• [CEL ZADANIA A] Zlicz wiersze rekordów zawierające ciąg „hair” i podaj wyłącznie liczbę. Wielkość liter ma znaczenie.

• [TEKST ŹRÓDŁOWY]
· · · · · · ·

Wino ultenione może wywołać beznamiętne wzdrygnięcie ramion, ale wino utleniane, które kosztuje grubo ponad 150 euro za butelkę, przynajmniej na chwilę przyciągnie uwagę.
Procesy zachodzące z udziałem tlenu w trakcie powstawania wina to zjawiska zupełnie naturalne w każdej fazie jego wytwarzania, począwszy od fermentacji moszczu aż po kosztowanie gotowego wina z kieliszka. Nie jest wszak tajemnicą, że umiejętne sterowanie tymi procesami stanowi klucz do fachowego przeprowadzenia całego procesu. Wiadomo też, że wino pozostawione do dojrzewania i przechowywane później w sklepach oraz w domach należy chronić przed swobodnym utlenieniem, które może dyskretnie zniszczyć nawet najpotężniejszych przedstawicieli wielkich roczników.

· · · · · · ·

• [WYCIĄG Z REKORDÓW]
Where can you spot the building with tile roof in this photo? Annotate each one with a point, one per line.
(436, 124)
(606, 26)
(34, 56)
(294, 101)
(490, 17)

· · · · · · ·

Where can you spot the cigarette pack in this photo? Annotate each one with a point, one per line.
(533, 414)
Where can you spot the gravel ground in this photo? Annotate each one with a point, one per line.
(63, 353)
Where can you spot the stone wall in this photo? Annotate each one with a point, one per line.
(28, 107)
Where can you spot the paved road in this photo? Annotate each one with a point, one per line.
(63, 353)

· · · · · · ·

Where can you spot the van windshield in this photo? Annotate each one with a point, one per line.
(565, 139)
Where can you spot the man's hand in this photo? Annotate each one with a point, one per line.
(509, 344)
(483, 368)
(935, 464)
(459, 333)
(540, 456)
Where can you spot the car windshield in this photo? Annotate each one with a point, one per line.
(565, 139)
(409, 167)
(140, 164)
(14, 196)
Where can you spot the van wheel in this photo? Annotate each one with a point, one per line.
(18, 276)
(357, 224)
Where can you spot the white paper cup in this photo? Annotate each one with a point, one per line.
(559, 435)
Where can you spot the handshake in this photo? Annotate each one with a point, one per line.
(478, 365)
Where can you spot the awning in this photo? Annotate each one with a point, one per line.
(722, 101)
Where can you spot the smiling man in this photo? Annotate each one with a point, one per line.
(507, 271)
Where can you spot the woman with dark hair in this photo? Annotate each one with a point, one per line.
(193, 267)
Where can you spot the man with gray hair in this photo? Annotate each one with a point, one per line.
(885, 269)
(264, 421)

· · · · · · ·

• [CEL ZADANIA B] Wypisz z drugiego akapitu tekstu źródłowego wszystkie rzeczowniki odczasownikowe (takie jak „sterowanie”) w formie, w jakiej tam występują.

• [ODPOWIEDŹ PISEMNA A] 2

• [ODPOWIEDŹ PISEMNA B] powstawania, wytwarzania, kosztowanie, sterowanie, przeprowadzenia, dojrzewania, utlenieniem